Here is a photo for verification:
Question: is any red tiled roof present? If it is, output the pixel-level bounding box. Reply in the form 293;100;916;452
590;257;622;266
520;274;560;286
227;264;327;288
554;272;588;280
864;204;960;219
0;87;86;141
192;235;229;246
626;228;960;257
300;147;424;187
*-*-*
| What is required |
Print the entries above exactly as they were written, down to the last line.

| Reply |
Here is a photo for verification:
Question: is any red tiled roof present? If it is, output the pixel-level bounding box. Reply in the form 293;100;916;452
590;257;622;266
520;274;560;286
227;264;327;288
554;272;588;280
864;204;960;219
0;87;86;141
192;235;229;246
626;228;960;257
300;147;424;187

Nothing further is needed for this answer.